Um dos maiores problemas éticos que se levantam está relacionado com a possibilidade de as células estaminais humanas migrarem para outras regiões. Como as células estaminais têm o potencial de formar qualquer tipo de células, se migrarem para o cérebro podem transformar-se em neurónios humanos e se migrarem para os órgãos sexuais podem transformar-se em óvulos ou espermatozoides, por exemplo. O que fazer nestes casos? Essa é a questão que ainda não tem resposta.

Ana Sofia Carvalho, professora no Instituto de Bioética, fala sobre as questões éticas e de segurança na criação de órgãos humanos em animais

Para prevenir estas situações, as normas de ética nos países onde é possível criar híbridos de animais em laboratório determinam que os embriões não podem viver mais do que 14 dias, ou seja, que a gravidez da barriga de aluguer não pode chegar ao fim. E foi o que aconteceu com os embriões de macacos com células humanas.

Entradas do conjunto de dados:

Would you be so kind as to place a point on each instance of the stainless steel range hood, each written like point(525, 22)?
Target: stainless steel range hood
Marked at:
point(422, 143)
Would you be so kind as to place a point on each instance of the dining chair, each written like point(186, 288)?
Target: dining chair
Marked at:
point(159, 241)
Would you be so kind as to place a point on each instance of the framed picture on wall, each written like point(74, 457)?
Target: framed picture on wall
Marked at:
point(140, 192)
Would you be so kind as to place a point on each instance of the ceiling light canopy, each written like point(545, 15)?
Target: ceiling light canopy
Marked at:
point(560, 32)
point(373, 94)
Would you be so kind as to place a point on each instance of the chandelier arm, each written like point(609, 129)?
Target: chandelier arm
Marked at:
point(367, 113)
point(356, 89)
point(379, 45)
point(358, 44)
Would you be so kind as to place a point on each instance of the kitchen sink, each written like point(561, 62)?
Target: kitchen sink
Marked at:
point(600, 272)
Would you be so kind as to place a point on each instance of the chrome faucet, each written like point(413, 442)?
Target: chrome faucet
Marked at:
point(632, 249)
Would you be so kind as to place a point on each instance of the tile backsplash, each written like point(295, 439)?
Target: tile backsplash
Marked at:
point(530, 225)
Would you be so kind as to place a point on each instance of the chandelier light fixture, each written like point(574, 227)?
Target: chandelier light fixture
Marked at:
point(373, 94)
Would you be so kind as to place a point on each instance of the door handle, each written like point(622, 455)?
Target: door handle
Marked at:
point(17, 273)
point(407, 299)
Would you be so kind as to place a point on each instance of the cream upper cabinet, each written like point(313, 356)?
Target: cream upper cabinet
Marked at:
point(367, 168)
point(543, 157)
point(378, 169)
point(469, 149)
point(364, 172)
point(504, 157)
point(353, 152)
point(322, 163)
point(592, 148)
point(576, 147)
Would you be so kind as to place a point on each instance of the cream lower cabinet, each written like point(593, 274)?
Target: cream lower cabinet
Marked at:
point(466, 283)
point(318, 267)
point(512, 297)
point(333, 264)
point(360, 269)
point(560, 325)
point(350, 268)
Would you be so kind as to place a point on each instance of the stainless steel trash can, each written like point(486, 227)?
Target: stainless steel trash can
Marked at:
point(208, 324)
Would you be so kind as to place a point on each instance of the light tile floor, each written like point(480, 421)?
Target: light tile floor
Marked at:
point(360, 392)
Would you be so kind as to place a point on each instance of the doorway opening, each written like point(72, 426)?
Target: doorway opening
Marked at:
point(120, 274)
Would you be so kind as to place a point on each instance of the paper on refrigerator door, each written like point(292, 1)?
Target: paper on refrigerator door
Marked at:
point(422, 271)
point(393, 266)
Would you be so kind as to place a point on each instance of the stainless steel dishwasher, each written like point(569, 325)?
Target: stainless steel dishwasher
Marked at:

*LISTA DE TAREFAS*
a: No texto sobre células estaminais humanas em animais, quantos dias, no máximo, podem viver os embriões híbridos criados em laboratório?
b: Reescreva de forma mais breve o parágrafo do texto sobre células estaminais que começa por "Um dos maiores problemas éticos", mantendo os factos principais.
c: Prossiga o texto sobre a criação de órgãos humanos em animais a partir da última frase apresentada.

*RESPOSTAS POR TAREFA*
a: Não podem viver mais do que 14 dias.

b: Um grande problema ético é a possível migração das células estaminais humanas para outras regiões. Como podem formar qualquer tipo de células, no cérebro podem originar neurónios humanos e nos órgãos sexuais podem originar óvulos ou espermatozoides. Ainda não se sabe o que fazer nestes casos.

c:
Pelo contrário, o que o Japão aprovou foi a possibilidade de os embriões híbridos serem implantados numa fêmea (do animal onde se colocaram células humanas) e levar a gravidez até ao fim. Nakauchi diz que os planos são para avançar com calmamente e que não pretende fazer chegar uma gravidez até ao fim tão depressa.

O grande objetivo deste tipo de experiências com células estaminais humanas é que os órgãos formados possam ser transplantados em humanos. Mas há pelo menos um obstáculo a ultrapassar, é que o órgão formado também tem células do embrião de origem, como um rato ou um macaco, o que pode provocar a rejeição dos órgãos transplantados por parte do organismo humano.

No programa de Ciência da rádio Observador, Ana Sofia Carvalho, professora do Instituto de Bioética da Universidade Católica do Porto, disse que há duas questões que a preocupam com a possibilidade de virmos a ter órgãos humanos para transplante desta forma: por um lado, a segurança, porque os animais podem passar doenças para os humanos; por outro, as questões éticas da experimentação animal. Além de “instrumentalizar o animal para servir o ser humano”, também faria com que se usassem muito mais animais nas experiências o que vai contra as normas europeias.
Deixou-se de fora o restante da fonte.